[CONSIGNES DE TRAVAIL] Extrayez des enregistrements chaque ligne contenant le mot « hind ».

Entrées issues d'un jeu de données
····················

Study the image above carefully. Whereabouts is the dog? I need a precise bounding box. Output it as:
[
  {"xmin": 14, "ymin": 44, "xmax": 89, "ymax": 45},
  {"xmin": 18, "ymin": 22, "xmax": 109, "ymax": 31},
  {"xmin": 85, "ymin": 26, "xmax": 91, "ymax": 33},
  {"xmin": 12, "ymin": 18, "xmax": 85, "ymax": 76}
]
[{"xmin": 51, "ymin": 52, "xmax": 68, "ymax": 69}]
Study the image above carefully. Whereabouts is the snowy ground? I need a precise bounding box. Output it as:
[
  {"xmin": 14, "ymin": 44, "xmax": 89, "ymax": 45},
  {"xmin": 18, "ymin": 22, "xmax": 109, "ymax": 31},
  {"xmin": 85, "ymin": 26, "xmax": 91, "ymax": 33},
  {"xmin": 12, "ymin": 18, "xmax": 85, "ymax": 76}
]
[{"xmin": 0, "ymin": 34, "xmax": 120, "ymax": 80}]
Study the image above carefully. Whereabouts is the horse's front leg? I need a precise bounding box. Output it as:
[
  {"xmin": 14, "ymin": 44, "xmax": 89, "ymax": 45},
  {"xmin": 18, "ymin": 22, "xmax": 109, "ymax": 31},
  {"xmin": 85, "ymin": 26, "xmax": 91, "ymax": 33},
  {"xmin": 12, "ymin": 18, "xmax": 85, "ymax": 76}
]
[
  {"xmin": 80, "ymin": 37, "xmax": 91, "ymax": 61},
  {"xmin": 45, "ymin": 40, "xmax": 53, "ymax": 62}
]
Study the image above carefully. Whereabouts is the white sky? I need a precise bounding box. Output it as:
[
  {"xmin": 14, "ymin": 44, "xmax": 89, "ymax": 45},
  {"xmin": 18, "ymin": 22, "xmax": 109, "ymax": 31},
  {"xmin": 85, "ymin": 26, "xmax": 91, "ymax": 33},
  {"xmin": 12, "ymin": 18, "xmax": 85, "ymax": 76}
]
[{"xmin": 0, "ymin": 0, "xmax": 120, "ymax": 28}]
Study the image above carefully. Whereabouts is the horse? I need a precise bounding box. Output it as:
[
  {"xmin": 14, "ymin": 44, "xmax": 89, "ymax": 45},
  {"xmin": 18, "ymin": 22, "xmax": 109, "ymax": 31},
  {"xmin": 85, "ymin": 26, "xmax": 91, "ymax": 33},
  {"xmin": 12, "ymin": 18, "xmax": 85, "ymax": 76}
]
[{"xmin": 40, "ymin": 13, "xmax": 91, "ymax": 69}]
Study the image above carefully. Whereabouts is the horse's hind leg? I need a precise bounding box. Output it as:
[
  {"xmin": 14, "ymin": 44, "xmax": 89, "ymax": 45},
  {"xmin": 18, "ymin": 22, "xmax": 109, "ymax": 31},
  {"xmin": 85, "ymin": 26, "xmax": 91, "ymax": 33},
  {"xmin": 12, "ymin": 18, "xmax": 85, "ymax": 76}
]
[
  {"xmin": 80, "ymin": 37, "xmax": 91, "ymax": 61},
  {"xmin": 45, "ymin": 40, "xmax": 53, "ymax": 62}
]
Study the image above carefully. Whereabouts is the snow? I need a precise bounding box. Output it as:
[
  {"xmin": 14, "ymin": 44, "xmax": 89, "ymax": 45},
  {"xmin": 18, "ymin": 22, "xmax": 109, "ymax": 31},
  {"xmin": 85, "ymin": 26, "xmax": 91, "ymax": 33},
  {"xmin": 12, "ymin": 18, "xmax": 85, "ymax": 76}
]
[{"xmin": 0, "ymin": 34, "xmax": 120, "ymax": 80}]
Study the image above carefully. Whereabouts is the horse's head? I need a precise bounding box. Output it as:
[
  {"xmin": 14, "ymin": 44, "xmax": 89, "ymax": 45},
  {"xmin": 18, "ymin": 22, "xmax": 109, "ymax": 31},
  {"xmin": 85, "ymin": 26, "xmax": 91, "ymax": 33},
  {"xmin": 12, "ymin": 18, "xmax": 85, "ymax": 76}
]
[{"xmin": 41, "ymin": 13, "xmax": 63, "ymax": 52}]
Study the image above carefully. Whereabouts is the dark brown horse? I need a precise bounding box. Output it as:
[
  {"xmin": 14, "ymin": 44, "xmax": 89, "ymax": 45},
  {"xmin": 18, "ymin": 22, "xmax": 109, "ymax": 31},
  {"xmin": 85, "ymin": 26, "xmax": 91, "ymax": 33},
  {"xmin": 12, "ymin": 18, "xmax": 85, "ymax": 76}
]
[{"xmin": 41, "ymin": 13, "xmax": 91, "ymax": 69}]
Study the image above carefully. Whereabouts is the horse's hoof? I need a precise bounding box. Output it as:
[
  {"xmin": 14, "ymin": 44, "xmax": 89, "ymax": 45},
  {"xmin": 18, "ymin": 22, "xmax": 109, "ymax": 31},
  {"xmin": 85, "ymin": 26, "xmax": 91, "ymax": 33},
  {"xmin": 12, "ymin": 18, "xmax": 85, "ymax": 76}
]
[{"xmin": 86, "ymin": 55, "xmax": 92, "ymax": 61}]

····················

[CORRIGÉ PROPOSÉ]
Study the image above carefully. Whereabouts is the horse's hind leg? I need a precise bounding box. Output it as:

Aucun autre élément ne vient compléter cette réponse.